Transcribe the material in full. Nothing should differ except that the pictures are left out.

-------- AVAILABLE RECORDS --------

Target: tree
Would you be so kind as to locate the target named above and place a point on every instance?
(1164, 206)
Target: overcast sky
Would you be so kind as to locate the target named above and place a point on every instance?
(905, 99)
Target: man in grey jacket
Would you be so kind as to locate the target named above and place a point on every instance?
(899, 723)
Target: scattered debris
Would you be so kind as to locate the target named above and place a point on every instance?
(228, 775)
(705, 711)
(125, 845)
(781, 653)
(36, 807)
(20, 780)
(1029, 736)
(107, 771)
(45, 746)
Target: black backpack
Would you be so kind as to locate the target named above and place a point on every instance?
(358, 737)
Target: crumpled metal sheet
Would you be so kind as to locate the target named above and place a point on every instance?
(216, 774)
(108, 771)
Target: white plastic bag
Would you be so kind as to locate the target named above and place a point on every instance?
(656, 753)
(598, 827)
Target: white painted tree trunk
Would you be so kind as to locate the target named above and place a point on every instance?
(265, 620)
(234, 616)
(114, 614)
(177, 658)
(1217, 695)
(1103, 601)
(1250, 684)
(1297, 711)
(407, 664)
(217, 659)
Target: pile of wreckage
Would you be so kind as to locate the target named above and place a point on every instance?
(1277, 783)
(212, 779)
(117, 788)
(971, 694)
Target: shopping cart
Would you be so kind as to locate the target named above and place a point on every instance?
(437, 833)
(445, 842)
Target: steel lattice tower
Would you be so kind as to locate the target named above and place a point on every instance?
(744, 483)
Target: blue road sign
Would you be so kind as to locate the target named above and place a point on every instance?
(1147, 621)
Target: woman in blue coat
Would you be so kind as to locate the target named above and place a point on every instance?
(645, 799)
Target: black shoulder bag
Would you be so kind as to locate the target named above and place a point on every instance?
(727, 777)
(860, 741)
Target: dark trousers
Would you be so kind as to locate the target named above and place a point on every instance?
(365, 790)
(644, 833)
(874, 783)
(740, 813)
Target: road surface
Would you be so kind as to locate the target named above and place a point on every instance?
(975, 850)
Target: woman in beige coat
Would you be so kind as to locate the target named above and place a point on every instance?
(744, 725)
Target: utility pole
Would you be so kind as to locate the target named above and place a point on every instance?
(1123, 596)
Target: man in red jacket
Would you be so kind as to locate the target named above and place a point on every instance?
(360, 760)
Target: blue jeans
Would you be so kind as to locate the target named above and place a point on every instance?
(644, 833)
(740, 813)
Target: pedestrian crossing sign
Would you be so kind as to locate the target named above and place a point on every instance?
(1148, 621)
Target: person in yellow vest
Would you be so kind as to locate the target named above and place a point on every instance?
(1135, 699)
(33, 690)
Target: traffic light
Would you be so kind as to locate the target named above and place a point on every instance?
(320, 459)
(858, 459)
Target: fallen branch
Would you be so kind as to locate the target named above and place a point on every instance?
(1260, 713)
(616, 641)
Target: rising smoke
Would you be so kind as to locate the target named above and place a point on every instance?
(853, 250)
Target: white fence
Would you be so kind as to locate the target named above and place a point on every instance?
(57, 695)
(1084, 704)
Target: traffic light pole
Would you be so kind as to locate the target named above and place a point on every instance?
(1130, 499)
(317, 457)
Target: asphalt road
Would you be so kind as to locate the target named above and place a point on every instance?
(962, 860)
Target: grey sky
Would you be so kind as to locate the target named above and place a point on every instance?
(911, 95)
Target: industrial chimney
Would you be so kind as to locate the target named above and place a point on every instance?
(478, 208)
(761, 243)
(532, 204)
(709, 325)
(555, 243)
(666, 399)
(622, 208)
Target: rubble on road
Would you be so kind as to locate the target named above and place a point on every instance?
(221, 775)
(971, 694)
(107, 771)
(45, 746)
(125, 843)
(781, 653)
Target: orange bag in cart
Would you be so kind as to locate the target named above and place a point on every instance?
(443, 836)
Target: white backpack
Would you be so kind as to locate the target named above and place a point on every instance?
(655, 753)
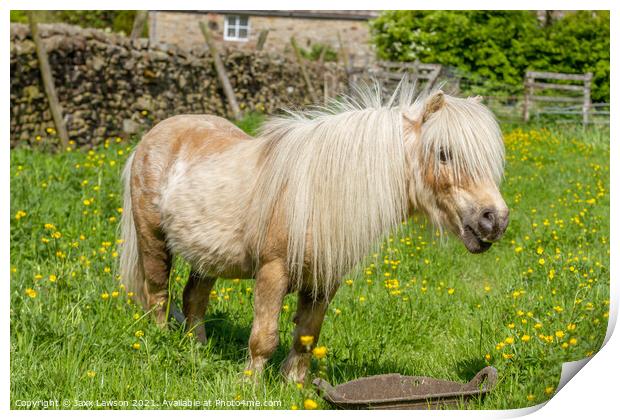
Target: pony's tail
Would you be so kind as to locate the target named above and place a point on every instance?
(132, 274)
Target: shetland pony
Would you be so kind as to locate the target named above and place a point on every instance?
(301, 204)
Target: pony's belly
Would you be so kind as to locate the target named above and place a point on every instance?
(213, 250)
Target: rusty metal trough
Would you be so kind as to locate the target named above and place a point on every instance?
(394, 391)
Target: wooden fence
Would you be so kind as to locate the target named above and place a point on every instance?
(542, 87)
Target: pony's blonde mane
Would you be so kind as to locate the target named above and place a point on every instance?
(337, 175)
(468, 132)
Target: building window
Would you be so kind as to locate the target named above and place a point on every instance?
(236, 28)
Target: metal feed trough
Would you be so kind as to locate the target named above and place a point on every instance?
(394, 391)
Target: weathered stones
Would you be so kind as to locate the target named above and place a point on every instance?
(109, 86)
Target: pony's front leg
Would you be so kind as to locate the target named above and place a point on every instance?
(271, 287)
(309, 319)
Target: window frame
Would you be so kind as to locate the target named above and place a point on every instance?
(237, 28)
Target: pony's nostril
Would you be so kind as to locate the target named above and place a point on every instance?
(488, 220)
(489, 215)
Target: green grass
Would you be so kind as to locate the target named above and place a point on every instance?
(418, 307)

--------

**SOLVED EXERCISE**:
Target: tree
Would you be so kind as to locate the target named above and place a point on every instance?
(1164, 206)
Target: overcast sky
Would you be so kind as to locate the target named above and place a point on every instance?
(905, 99)
Target: man in grey jacket
Would you be so kind as to locate the target named above and place a point on every instance?
(899, 723)
Target: scattered debris
Would you be so kind as to locate the target named above and place a point on every instance?
(228, 775)
(705, 711)
(125, 845)
(781, 653)
(36, 807)
(20, 780)
(1029, 736)
(107, 771)
(45, 746)
Target: black backpack
Would you be so kind as to locate the target named above and place a point on every instance?
(358, 737)
Target: crumpled metal sheet
Would you be so kind as to locate the target named above and place a point on every instance?
(216, 774)
(108, 771)
Target: white plastic bag
Would you be so kind as to locate the target named above and place a point on every instance?
(656, 753)
(598, 827)
Target: white painted tree trunk
Would you be so kind as to locate the target named above and place a point on every instance?
(265, 620)
(234, 616)
(114, 614)
(177, 658)
(1217, 695)
(1103, 601)
(1250, 684)
(1297, 711)
(407, 664)
(217, 659)
Target: pile of wreckage
Would you be so kind as to locate the target named above and place a point on every instance?
(1277, 783)
(212, 779)
(117, 788)
(971, 694)
Target: shopping cart
Would you be so kind as to locate the target named above and place a point on every instance?
(437, 833)
(445, 842)
Target: steel lattice tower
Would you be so kind as to locate the target named above and place a point on every instance?
(744, 483)
Target: blue road sign
Would you be so kind as to locate the target named above and place a point on every instance?
(1147, 621)
Target: woman in blue coat
Would you be so kind as to locate the target named above and place a point on every instance?
(645, 799)
Target: black shoulder bag
Would you be so kind as to locate the target named above and place a point on every instance?
(727, 777)
(860, 741)
Target: dark trousers
Would you be so kind as to locate the target named above and place a point on every instance?
(365, 790)
(644, 833)
(874, 783)
(740, 813)
Target: road surface
Would you be so kind as to locate the target named above and place a point on every instance?
(975, 850)
Target: woman in beige coat
Would you be so kind as to locate the target named above and place a point on every instance?
(744, 725)
Target: utility pole
Would you be so kind as to locate the target named above and place a point on every instance?
(1123, 596)
Target: man in red jacket
Would you be so kind as to locate the target named above and place a point on every instance?
(360, 760)
Target: blue jeans
Would you be so kind as to locate the target named above and place a point on every instance?
(644, 833)
(740, 813)
Target: pedestrian crossing sign
Would you be so kind as to locate the target named above and place a point on every instance?
(1148, 621)
Target: person in yellow vest
Would you be so kind as to locate the target named above and place a point on every instance?
(1135, 699)
(33, 690)
Target: traffic light
Would you be so kind as to locate the target named above and place a point on every instance?
(320, 459)
(858, 459)
Target: fallen branch
Would you be so kind as to locate the target named above and place a point on every instance?
(1260, 713)
(616, 641)
Target: rising smoke
Would you be so kind as to locate the target named above and place a point on every instance?
(853, 250)
Target: white fence
Would you be so kind as to locate the target named above and place a point on every instance?
(57, 695)
(1084, 704)
Target: traffic light pole
Would you be so kind as to locate the target named above and place a point on every instance?
(1130, 499)
(317, 457)
Target: asphalt road
Would you be so kind as to locate the target named above and place a point on every instance?
(962, 860)
Target: grey sky
Would you be so kind as to locate the target named above and place a point on every instance?
(911, 95)
Target: industrial chimney
Would you be so kind as to locate the target named above and place a point on every instance?
(478, 208)
(761, 243)
(532, 204)
(709, 325)
(555, 243)
(666, 399)
(622, 208)
Target: rubble on road
Would you be so kind as to locate the target named above and place a point on every instance?
(221, 775)
(971, 694)
(107, 771)
(45, 746)
(125, 843)
(781, 653)
Target: orange bag in cart
Would you be so kind as to locate the target named above and place a point on every instance?
(443, 836)
Target: white backpack
Would you be so kind as to locate the target named above and place a point on every instance?
(655, 753)
Target: pony's tail
Would you be so kind as to locate the target named above and place a point on every instance?
(132, 274)
Target: shetland pony
Would you be so kind as to locate the target named above and place a point on every instance?
(301, 204)
Target: pony's belly
Would you be so kind as to locate the target named above and place a point on every instance?
(213, 250)
Target: rusty metal trough
Would you be so kind as to locate the target named above and place a point on every instance?
(394, 391)
Target: wooden fence
Would you be so kind as to locate the target named above and place a point on every instance?
(542, 87)
Target: pony's blonde mane
Would you be so kind as to locate the target named above and place a point on every instance?
(337, 175)
(468, 132)
Target: building window
Would you be so kind as to locate the target named above and place a point on every instance?
(236, 28)
Target: metal feed trough
Would you be so kind as to locate the target named above and place a point on every instance?
(394, 391)
Target: weathered stones
Would you be so kind as to locate the target named above and place a point on every instance?
(109, 86)
Target: pony's front leg
Would you be so kind as to locate the target named above and place a point on every instance?
(271, 287)
(309, 319)
Target: window frame
Would you be so kind as to locate the target named above and place a point on every instance?
(237, 28)
Target: pony's nostril
Would you be so kind as to locate the target named above and place a point on every instance?
(488, 220)
(489, 215)
Target: green grass
Would you be so kind as to locate the target named above and place a point on every instance?
(418, 307)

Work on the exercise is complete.